(Pointing dataset listing)
================

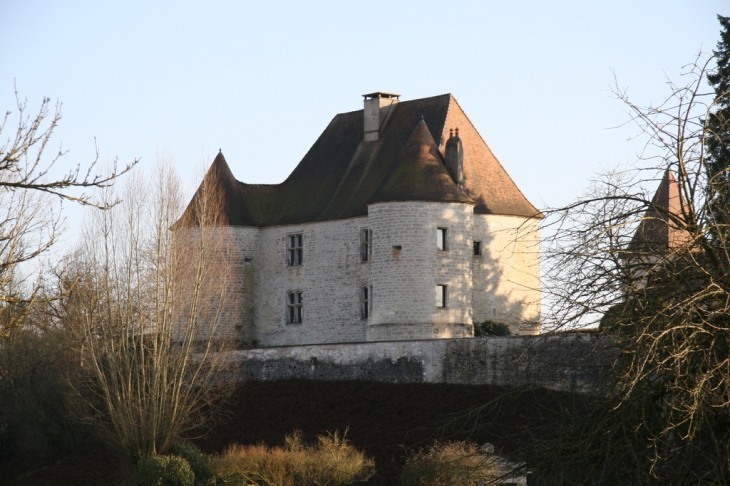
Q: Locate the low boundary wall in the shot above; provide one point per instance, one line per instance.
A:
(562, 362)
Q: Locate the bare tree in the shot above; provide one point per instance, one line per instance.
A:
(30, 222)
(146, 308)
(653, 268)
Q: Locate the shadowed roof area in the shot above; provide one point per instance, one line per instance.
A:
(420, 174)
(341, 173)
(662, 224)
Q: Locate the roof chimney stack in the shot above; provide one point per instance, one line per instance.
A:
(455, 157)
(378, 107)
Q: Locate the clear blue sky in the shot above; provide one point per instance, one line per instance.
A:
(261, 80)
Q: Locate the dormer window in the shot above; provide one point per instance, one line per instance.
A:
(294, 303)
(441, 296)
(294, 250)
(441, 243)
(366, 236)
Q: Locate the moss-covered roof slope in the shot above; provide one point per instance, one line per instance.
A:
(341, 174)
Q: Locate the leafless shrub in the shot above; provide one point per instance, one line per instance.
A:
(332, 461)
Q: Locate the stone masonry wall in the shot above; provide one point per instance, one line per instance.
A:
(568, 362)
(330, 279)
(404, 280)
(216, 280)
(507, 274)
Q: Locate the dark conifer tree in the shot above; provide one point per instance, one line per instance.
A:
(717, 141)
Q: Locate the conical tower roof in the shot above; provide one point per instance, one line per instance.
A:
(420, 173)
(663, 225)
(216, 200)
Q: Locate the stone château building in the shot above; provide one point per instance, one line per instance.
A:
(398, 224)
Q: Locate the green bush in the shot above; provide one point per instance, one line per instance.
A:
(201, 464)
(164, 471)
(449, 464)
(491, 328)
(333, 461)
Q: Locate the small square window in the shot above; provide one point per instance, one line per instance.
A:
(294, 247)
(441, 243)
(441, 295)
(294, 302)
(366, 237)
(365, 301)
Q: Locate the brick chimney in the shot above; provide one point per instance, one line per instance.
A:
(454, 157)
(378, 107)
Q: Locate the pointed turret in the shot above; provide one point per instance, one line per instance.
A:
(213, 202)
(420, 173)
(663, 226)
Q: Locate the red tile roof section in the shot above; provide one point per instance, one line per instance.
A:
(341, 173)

================

> _Required task_
Rewrite everything from the line containing "Q: Locate the red" down through the end of the listing, swapping "red tile roof section" for "terracotta roof section" and leaving all else unchanged.

> _Answer to the problem_
Q: Locate the terracotta roof section in the shot above; provide one point per instance, one line per instance.
A:
(341, 173)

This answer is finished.